::: DATASET EXTRACT

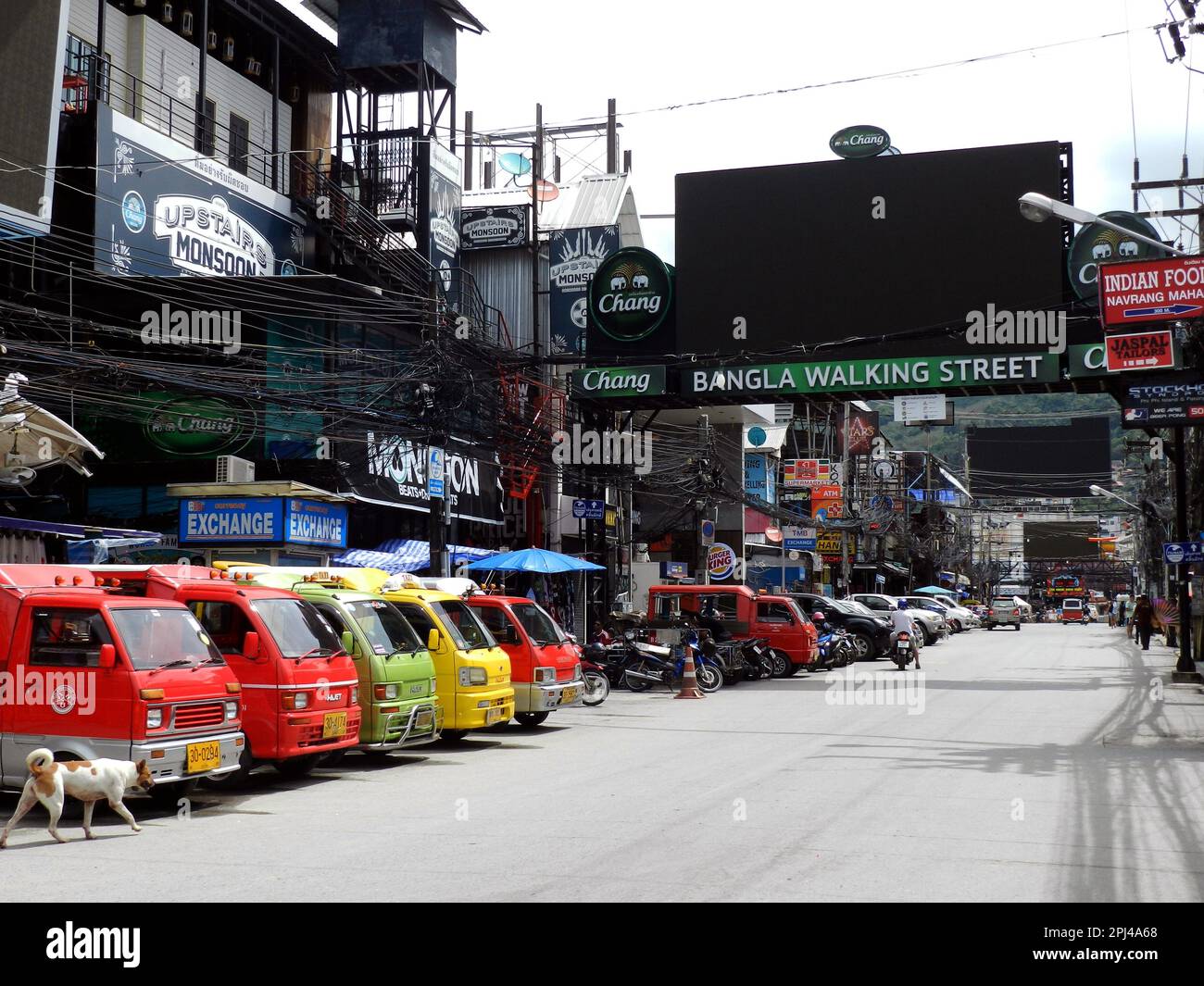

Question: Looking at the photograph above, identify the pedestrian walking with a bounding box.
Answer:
[1133,596,1153,650]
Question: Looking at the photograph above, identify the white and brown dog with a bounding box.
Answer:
[0,750,154,849]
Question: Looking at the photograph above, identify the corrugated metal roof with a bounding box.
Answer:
[464,175,639,234]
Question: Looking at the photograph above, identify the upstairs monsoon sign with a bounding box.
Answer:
[682,353,1060,396]
[95,104,304,277]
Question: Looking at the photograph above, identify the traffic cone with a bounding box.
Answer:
[673,644,703,698]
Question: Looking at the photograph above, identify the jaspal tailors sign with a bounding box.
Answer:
[95,104,304,277]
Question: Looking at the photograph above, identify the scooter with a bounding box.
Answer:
[891,630,916,670]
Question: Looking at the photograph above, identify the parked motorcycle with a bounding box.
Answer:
[582,643,610,706]
[891,630,915,670]
[623,630,723,693]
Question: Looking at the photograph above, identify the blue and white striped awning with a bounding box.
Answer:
[332,538,497,576]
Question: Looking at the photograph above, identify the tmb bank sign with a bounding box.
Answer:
[180,497,346,548]
[682,353,1060,395]
[95,104,304,277]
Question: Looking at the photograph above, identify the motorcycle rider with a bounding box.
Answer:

::::::

## INSTRUCTION
Copy the records word for word, beginning at the first line and stopping after the line that contains "[891,630,916,670]". Include both ends, and leave the pictures out.

## OUTPUT FOR THIS EXERCISE
Question: Looking at the photograph above, identify the pedestrian walking with a bounding box.
Answer:
[1133,596,1153,650]
Question: Looking at the photograph above, identify the white and brown dog with a bounding box.
Answer:
[0,750,154,849]
Question: Looking at the photograph above, identify the corrugated metal roof with a bounding box.
Answer:
[464,175,639,234]
Question: Looking at the photograph above, identify the upstairs monsoon sign with a bounding box.
Answer:
[682,353,1060,396]
[95,104,304,277]
Question: Looking at the photograph above, identify the traffic cone with a bounding box.
Answer:
[673,644,703,698]
Question: Looking at the photograph above, identify the jaspal tailors sign with a bounding box.
Answer:
[95,104,304,277]
Question: Looking at the photograph above, identify the scooter with a bounding box.
Answer:
[891,630,916,670]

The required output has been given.